Given passage:
___
Dr. Tanmay Rajpurohit: Progress is steady, but lags behind rapid innovation. Commercialization and safety concerns raise the urgency, a burden companies must bear, not researchers. The question remains: how much do companies prioritize safety resources compared to training? Finally, legislation struggles to keep pace due to a knowledge gap, lawyers don’t understand AI and AI researchers do not understand law.

Ameet: Who should the onus for safe interaction with AI systems be on?

Tanmay: While the license shifts the safety onus onto the users, stricter enforcement of legislation is needed. This offloading of further safety measures to third-party companies, without allocating sufficient resources, is a concerning trend. It appears to be a way to evade responsibilities and conveniently shift blame.

Ameet: With access to powerful LLMs now ubiquitous, do you think AI generated content might hinder elections like in India and US that are coming up?

Tanmay: Age of information overload! GenAI is a tool that anyone can use to create a ton of content. If fake content goes viral, it can certainly affect elections, perhaps worse than in previous elections. That is perhaps just one angle.
___
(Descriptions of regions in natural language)

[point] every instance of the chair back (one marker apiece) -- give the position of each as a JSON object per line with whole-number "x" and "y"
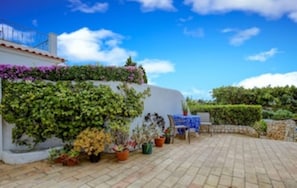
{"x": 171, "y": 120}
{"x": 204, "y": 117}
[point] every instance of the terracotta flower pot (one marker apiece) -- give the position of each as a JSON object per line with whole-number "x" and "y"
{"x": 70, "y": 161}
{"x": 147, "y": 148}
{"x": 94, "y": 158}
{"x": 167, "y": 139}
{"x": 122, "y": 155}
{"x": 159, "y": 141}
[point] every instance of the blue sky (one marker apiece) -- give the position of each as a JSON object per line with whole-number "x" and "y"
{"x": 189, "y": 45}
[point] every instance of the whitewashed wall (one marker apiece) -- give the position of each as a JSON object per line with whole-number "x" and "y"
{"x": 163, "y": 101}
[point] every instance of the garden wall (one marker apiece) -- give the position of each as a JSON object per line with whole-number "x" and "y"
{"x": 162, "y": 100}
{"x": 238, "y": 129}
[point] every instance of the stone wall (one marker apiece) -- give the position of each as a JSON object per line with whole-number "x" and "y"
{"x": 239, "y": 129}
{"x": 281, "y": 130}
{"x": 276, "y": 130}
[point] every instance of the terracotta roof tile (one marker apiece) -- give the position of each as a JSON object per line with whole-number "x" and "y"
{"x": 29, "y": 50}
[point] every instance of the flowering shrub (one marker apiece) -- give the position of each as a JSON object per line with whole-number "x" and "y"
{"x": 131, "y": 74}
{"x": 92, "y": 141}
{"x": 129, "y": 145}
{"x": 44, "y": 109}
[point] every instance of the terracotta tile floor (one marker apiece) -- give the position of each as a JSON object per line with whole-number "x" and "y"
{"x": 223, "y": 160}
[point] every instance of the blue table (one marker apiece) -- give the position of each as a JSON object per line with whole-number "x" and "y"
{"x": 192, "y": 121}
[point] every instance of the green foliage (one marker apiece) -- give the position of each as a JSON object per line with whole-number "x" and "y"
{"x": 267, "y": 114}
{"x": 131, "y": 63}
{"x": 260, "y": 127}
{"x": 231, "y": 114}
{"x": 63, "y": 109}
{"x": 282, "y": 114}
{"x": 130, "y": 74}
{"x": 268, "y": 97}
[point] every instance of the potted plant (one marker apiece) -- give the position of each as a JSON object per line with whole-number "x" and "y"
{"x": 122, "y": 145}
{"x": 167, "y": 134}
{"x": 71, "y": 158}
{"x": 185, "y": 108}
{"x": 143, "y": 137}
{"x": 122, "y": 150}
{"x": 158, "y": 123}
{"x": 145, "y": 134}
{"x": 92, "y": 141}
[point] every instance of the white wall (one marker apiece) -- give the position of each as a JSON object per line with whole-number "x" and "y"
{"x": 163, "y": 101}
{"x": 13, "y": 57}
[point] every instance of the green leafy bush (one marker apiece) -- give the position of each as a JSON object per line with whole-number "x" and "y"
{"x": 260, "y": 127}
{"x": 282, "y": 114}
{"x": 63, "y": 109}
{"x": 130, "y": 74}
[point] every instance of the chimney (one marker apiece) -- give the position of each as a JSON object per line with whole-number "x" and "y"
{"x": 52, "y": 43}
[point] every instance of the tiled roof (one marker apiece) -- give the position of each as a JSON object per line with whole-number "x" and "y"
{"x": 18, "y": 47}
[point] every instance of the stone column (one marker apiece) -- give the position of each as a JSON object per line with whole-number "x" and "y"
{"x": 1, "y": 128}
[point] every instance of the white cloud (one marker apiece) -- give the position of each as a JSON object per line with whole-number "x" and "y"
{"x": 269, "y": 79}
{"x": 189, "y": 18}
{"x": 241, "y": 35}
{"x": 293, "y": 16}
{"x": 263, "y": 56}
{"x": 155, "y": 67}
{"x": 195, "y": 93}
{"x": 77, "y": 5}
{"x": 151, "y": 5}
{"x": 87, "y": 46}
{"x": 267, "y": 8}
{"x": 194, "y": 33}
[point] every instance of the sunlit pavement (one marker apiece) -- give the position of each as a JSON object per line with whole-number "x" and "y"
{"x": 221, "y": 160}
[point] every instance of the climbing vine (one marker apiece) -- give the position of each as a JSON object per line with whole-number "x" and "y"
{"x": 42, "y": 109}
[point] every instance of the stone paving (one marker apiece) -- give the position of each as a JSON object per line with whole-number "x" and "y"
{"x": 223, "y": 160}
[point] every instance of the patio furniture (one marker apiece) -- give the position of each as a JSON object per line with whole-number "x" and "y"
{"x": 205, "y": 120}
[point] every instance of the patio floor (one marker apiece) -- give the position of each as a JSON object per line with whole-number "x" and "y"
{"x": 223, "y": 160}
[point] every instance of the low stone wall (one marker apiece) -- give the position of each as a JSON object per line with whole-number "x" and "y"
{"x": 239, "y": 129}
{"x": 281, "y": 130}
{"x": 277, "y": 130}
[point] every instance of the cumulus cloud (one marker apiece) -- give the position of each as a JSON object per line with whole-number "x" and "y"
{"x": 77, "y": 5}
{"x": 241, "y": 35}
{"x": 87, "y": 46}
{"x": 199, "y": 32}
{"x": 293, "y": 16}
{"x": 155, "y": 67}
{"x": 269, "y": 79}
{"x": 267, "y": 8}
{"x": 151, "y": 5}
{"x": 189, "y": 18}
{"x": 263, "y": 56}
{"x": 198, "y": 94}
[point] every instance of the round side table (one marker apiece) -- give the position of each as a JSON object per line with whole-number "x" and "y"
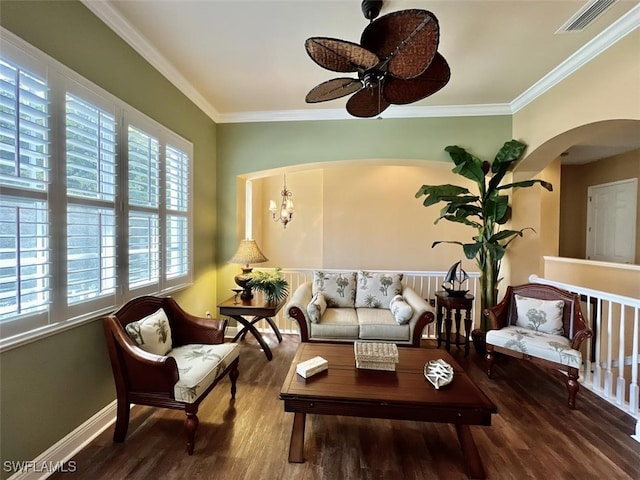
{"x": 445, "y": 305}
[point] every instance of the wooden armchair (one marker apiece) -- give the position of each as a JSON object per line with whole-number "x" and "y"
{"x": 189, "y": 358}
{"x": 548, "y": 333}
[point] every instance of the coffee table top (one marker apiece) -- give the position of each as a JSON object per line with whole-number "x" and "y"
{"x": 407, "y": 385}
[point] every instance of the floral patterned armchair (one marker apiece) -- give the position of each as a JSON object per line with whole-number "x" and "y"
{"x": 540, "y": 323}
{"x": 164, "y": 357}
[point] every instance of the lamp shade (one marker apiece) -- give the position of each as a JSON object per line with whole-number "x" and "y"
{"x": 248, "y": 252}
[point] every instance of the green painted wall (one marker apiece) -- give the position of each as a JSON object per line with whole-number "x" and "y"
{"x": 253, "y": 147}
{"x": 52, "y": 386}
___
Condense the paragraph of the interview above that begins "While the license shifts" into a shorter version that keeps its main facts.

Although the license places responsibility for safety on users, legislation needs stricter enforcement. Passing further safety measures to third-party companies without adequate resources is a worrying trend that seems designed to avoid responsibility and deflect blame.